**TASK**
Extract every line of the records below and reproduce each one verbatim, without alteration.

**RECORDS SUPPLIED**
════════════════════

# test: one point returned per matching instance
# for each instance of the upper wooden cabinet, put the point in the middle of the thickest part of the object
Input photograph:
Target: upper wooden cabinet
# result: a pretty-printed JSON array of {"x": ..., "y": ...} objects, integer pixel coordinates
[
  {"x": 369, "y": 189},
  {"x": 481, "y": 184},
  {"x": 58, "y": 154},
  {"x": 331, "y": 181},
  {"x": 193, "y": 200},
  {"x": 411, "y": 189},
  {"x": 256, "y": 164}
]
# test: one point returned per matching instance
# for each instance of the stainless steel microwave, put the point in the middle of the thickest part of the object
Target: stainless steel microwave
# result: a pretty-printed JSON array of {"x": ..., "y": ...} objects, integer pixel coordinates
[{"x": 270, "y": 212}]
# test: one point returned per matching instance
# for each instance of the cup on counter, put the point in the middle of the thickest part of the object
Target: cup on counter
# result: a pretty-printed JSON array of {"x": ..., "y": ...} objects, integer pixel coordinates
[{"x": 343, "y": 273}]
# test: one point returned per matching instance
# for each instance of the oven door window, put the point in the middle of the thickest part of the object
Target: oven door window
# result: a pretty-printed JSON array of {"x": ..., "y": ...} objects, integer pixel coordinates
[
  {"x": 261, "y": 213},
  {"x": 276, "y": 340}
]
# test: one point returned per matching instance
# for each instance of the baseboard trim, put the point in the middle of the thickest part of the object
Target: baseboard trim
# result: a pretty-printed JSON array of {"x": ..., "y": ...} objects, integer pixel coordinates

════════════════════

**RESPONSE FOR THIS EXERCISE**
# test: one point returned per matching instance
# for each instance of the upper wooden cabinet, put the point in the middle of the thickest part of the object
Input photograph:
Target: upper wooden cabinet
# result: a pretty-printed JSON array of {"x": ..., "y": ...} objects, integer pixel coordinates
[
  {"x": 369, "y": 189},
  {"x": 481, "y": 184},
  {"x": 58, "y": 154},
  {"x": 331, "y": 181},
  {"x": 193, "y": 200},
  {"x": 411, "y": 189},
  {"x": 256, "y": 164}
]
# test: one point returned per matching instance
# for each instance of the stainless steel microwave, put the point in the middle of the thickest part of the object
Target: stainless steel microwave
# result: a pretty-printed JSON array of {"x": ..., "y": ...} objects, integer pixel coordinates
[{"x": 270, "y": 212}]
# test: one point returned per matching instance
# for each instance of the cup on counter, put the point in the middle of the thickest part of the object
Target: cup on counter
# result: a pretty-printed JSON array of {"x": ..., "y": ...} objects, integer pixel coordinates
[{"x": 343, "y": 273}]
# test: one point returned per matching instance
# for each instance of the oven door window, put the point in the middle of the thickest part of the object
Target: oven door window
# result: a pretty-printed JSON array of {"x": ..., "y": ...} objects, integer pixel coordinates
[
  {"x": 261, "y": 213},
  {"x": 276, "y": 340}
]
# test: one point returned per matching instance
# for each instance of the baseboard trim, put the point in the middle of the thickest part of the object
Target: baseboard trim
# result: a pretty-printed JSON array of {"x": ..., "y": ...} objects, integer pixel coordinates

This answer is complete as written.